The best code is no code, and with stored procedures you have to write at least some code in the database and code in the application to call it , whereas with LINQ to SQL or LINQ to Entities, you don't have to write any additional code beyond any other LINQ query aside from instantiating a context object.
LINQ definitely has its place in application-specific databases and in small businesses.
But in a large enterprise, where central databases serve as a hub of common data for many applications, we need abstraction. We need to centrally manage security and show access histories. We need to be able to do impact analysis: if I make a small change to the data model to serve a new business need, what queries need to be changed and what applications need to be re-tested? Views and Stored Procedures give me that. If LINQ can do all that, and make our programmers more productive, I'll welcome it -- does anyone have experience using it in this kind of environment?
A DBA has no freedom to make changes
to the data model without forcing you
to change your compiled code. With
stored procedures, you can hide these
sorts of changes to an extent, since
the parameter list and results set(s)
returned from a procedure represent
its contract, and the innards can be
changed around, just so long as that
contract is still met.
I really don't see this as being a benefit. Being able to change something in isolation might sound good in theory, but just because the changes fulfil a contract doesn't mean it's returning the correct results. To be able to determine what the correct results are you need context and you get that context from the calling code.
I think you need to go with procs for anything real.
A) Writing all your logic in linq means your database is less useful because only your application can consume it.
B) I'm not convinced that object modelling is better than relational modelling anyway.
C) Testing and developing a stored procedure in SQL is a hell of a lot faster than a compile edit cycle in any Visual Studio environment. You just edit, F5 and hit select and you are off to the races.

Records from a data collection

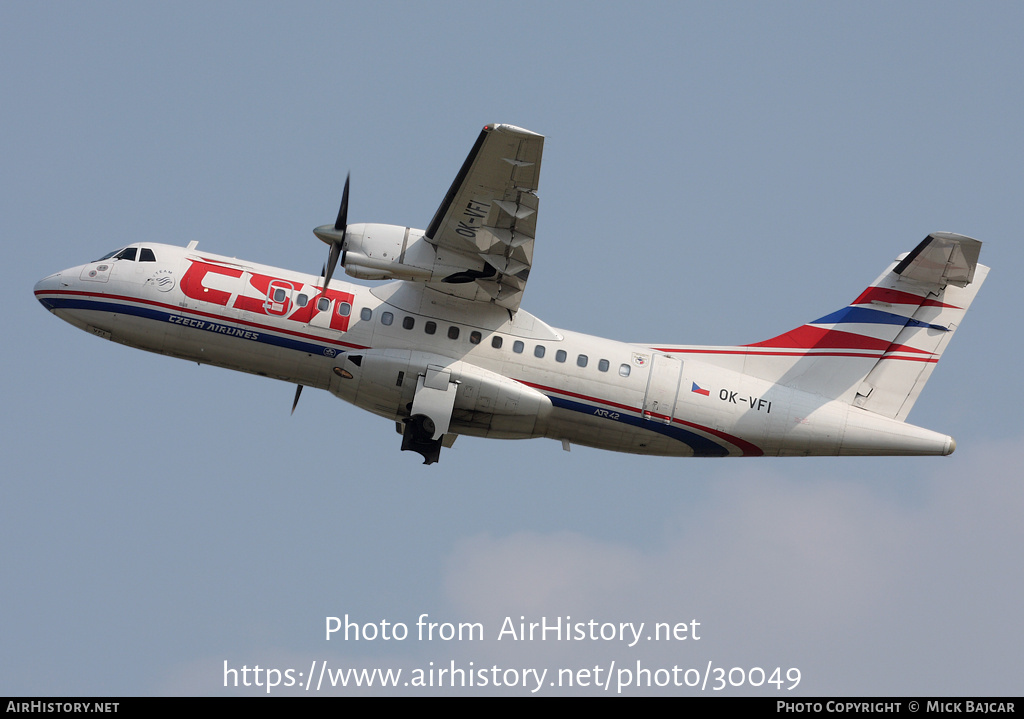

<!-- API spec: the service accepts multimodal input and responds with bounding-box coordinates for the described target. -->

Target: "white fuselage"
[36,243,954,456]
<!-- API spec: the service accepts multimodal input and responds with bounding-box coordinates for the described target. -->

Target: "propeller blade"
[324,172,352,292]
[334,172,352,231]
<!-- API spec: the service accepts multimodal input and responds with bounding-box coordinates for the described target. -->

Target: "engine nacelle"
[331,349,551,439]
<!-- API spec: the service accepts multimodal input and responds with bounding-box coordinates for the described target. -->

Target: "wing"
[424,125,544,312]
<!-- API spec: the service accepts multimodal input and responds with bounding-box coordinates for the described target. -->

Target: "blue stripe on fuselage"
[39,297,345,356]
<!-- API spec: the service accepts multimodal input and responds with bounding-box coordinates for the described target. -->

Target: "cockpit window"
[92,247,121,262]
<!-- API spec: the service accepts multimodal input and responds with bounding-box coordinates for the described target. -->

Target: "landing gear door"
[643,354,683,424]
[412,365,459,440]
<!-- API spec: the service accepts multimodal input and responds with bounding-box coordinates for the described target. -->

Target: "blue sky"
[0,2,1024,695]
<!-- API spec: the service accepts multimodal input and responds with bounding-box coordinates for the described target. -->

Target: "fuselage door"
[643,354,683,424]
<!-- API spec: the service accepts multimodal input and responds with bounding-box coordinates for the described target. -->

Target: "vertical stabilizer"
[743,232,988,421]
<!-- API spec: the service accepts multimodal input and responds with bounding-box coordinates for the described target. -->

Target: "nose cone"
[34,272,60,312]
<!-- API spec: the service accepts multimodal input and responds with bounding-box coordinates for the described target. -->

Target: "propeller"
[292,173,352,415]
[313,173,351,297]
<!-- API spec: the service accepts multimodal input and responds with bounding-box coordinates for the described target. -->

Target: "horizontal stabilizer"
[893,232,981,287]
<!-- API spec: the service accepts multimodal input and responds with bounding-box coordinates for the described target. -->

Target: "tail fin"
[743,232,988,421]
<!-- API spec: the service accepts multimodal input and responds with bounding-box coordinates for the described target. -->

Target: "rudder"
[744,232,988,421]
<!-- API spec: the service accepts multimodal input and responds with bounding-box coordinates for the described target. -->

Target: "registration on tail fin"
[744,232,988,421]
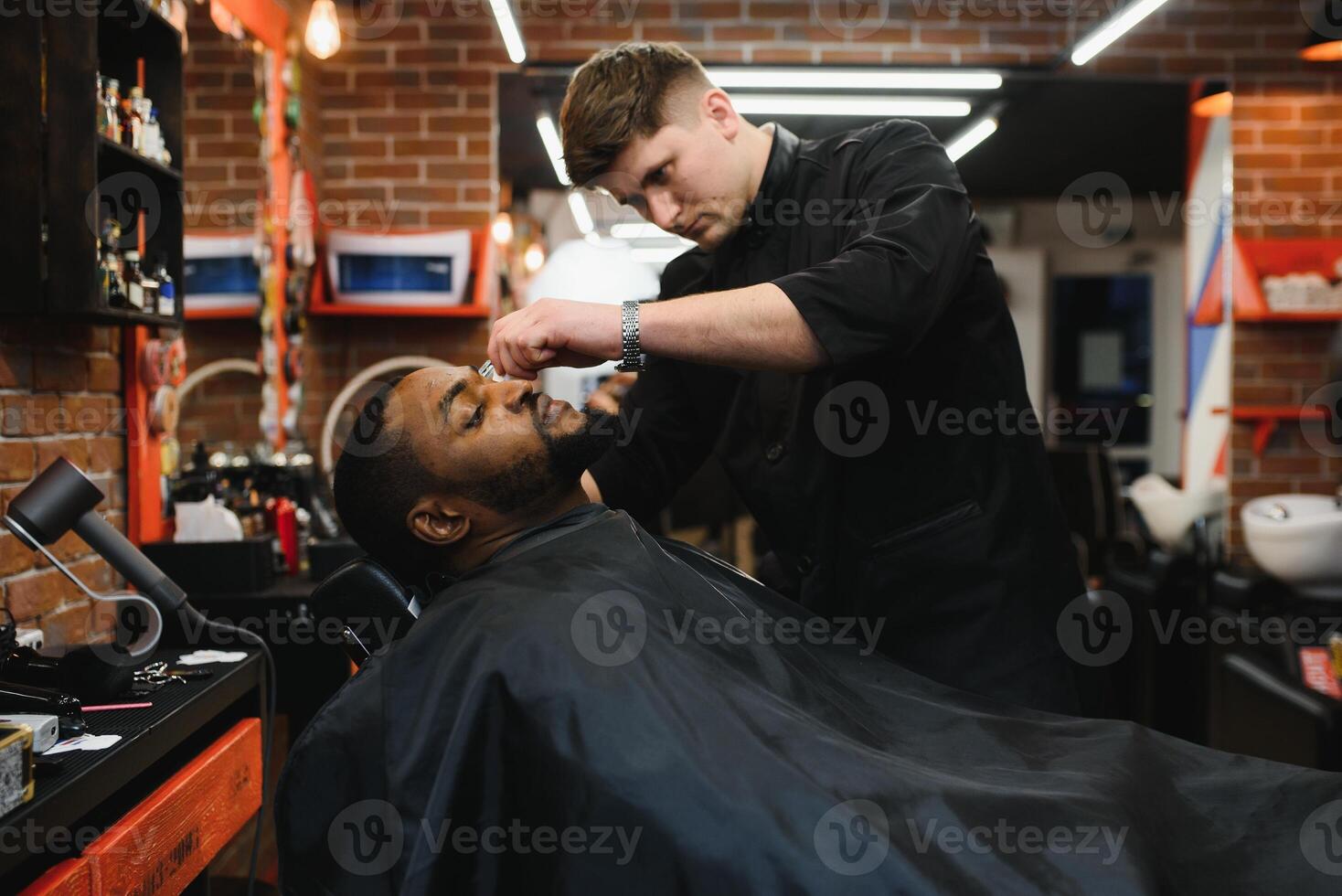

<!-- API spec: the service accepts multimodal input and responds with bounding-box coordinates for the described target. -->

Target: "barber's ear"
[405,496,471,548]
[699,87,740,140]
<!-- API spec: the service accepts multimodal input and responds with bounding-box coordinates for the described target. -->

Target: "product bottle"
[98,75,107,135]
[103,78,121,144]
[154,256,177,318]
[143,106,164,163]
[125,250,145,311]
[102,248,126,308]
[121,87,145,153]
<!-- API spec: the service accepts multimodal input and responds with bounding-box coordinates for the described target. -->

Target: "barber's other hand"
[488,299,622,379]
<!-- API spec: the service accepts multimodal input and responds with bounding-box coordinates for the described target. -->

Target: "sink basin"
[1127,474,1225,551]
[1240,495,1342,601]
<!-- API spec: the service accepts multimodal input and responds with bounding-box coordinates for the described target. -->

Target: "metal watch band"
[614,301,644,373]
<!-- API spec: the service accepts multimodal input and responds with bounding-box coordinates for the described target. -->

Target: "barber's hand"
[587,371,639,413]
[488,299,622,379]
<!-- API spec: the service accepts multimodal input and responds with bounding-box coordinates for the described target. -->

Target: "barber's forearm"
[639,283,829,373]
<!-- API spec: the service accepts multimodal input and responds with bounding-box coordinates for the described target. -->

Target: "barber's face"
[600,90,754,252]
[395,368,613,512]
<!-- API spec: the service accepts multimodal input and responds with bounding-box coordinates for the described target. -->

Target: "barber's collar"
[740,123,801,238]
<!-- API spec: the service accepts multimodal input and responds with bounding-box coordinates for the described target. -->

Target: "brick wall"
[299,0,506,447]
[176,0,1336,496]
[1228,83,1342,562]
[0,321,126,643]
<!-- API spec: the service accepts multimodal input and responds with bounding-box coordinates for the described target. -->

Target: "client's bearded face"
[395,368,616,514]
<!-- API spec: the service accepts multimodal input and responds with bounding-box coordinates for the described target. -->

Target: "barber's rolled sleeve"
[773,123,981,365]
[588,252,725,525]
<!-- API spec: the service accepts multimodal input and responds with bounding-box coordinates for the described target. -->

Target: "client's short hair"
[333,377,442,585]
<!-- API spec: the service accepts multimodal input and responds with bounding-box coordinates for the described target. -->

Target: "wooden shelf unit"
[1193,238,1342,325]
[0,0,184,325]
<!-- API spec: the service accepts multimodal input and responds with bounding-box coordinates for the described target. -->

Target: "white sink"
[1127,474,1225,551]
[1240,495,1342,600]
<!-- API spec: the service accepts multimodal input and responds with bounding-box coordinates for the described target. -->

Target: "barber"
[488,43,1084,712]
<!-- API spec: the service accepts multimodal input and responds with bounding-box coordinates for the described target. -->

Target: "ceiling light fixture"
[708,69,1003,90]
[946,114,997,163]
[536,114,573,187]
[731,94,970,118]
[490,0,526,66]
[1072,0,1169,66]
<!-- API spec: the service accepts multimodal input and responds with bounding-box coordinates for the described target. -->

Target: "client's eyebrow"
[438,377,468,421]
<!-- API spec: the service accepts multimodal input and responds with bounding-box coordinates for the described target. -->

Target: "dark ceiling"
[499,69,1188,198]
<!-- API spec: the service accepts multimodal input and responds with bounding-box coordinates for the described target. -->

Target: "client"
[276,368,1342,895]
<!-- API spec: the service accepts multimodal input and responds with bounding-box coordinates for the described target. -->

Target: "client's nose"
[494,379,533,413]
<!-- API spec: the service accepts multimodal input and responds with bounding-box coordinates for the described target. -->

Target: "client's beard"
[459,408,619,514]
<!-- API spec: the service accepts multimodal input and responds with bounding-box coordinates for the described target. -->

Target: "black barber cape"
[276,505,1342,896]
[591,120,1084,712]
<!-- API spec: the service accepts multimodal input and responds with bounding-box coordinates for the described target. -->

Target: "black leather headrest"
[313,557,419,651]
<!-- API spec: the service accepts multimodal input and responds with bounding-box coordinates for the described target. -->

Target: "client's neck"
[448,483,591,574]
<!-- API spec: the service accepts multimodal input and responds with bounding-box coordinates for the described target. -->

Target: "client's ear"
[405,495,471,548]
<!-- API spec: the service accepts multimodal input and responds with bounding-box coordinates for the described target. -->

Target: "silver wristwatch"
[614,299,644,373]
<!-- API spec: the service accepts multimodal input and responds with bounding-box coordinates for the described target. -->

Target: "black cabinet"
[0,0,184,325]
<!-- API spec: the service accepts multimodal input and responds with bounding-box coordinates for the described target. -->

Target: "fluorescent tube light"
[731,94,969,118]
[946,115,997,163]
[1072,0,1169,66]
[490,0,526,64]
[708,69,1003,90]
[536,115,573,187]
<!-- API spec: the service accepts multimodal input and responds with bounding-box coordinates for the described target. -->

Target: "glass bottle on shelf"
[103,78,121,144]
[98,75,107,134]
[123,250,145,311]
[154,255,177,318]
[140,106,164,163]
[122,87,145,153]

* * *

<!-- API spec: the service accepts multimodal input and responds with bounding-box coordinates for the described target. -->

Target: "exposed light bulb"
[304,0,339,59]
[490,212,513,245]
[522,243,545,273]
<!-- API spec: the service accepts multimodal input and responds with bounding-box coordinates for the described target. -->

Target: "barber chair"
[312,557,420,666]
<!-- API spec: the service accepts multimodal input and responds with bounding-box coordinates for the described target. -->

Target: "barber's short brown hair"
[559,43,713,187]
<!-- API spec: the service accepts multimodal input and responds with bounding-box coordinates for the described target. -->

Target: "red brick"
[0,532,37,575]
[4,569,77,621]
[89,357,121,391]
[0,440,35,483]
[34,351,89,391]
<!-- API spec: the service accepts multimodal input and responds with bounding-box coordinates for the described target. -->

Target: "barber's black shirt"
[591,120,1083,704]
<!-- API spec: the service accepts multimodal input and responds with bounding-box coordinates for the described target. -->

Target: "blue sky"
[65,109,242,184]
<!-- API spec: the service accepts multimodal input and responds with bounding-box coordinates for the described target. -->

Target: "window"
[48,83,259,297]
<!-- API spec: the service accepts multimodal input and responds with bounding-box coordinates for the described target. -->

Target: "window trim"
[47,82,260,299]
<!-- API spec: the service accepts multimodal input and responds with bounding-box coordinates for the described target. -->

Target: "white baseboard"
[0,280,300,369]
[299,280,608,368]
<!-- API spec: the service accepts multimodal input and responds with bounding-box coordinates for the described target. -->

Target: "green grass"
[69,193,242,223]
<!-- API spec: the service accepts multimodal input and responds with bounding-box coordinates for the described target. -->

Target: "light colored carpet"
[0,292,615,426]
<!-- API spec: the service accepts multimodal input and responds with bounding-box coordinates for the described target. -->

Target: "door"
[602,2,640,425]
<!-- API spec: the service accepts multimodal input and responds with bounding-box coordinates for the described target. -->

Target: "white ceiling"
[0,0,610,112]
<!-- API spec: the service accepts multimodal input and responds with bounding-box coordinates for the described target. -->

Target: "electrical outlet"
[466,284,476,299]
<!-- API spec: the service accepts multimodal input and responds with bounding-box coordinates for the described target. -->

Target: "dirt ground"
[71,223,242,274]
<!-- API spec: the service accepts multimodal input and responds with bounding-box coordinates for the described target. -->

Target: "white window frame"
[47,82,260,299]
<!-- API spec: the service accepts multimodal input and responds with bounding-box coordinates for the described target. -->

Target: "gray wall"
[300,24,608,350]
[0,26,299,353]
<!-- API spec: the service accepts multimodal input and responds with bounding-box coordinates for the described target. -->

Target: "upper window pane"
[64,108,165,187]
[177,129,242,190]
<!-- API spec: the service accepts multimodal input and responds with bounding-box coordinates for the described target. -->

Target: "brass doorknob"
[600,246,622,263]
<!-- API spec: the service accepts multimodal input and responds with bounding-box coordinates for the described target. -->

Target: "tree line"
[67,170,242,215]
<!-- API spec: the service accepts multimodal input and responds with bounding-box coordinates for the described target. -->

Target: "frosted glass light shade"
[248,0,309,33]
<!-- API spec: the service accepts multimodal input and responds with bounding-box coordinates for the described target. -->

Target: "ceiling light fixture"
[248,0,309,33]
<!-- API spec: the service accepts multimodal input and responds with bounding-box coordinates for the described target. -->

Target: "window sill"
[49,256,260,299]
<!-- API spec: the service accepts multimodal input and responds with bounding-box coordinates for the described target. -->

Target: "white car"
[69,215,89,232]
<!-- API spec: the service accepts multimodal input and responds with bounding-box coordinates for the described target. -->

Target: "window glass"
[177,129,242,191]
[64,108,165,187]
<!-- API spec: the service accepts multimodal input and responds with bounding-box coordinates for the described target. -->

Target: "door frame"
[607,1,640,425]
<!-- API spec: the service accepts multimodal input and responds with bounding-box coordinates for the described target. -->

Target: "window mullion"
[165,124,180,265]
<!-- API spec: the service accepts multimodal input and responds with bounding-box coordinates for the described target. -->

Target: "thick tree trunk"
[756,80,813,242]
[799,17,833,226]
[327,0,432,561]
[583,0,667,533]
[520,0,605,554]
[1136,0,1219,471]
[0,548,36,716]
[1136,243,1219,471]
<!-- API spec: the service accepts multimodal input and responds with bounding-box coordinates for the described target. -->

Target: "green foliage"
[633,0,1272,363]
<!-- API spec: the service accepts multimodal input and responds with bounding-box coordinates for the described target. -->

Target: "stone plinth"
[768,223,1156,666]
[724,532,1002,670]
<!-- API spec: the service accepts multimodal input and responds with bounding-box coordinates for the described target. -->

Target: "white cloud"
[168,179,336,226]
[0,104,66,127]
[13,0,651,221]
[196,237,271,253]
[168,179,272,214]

- _Requests_:
1. Gather every line of the records that contains the string "short".
2. Resume the forum discussion of stored procedures versus LINQ, continuing from its final sentence.

- _Answer set_:
1.
Target: "client's short hair"
Target: "barber's short brown hair"

2.
D) It's easier to manage and deploy stored procedures than assemblies.. you just put the file on the server, and press F5...
E) Linq to sql still writes crappy code at times when you don't expect it.
Honestly, I think the ultimate thing would be for MS to augment t-sql so that it can do a join projection impliclitly the way linq does. t-sql should know if you wanted to do order.lineitems.part, for example.
LINQ doesn't prohibit the use of stored procedures. I've used mixed mode with LINQ-SQL and LINQ-storedproc. Personally, I'm glad I don't have to write the stored procs....pwet-tu.
IMHO, RAD = LINQ, RUP = Stored Procs. I worked for a large Fortune 500 company for many years, at many levels including management, and frankly, I would never hire RUP developers to do RAD development. They are so siloed that they very limited knowledge of what to do at other levels of the process. With a siloed environment, it makes sense to give DBAs control over the data through very specific entry points, because others frankly don't know the best ways to accomplish data management.
But large enterprises move painfully slow in the development arena, and this is extremely costly. There are times when you need to move faster to save both time and money, and LINQ provides that and more in spades.
Sometimes I think that DBAs are biased against LINQ because they feel it threatens their job security. But that's the nature of the beast, ladies and gentlemen.
According to gurus, I define LINQ as motorcycle and SP as car.
If you want to go for a short trip and only have small passengers(in this case 2), go gracefully with LINQ.
But if you want to go for a journey and have large band, i think you should choose SP.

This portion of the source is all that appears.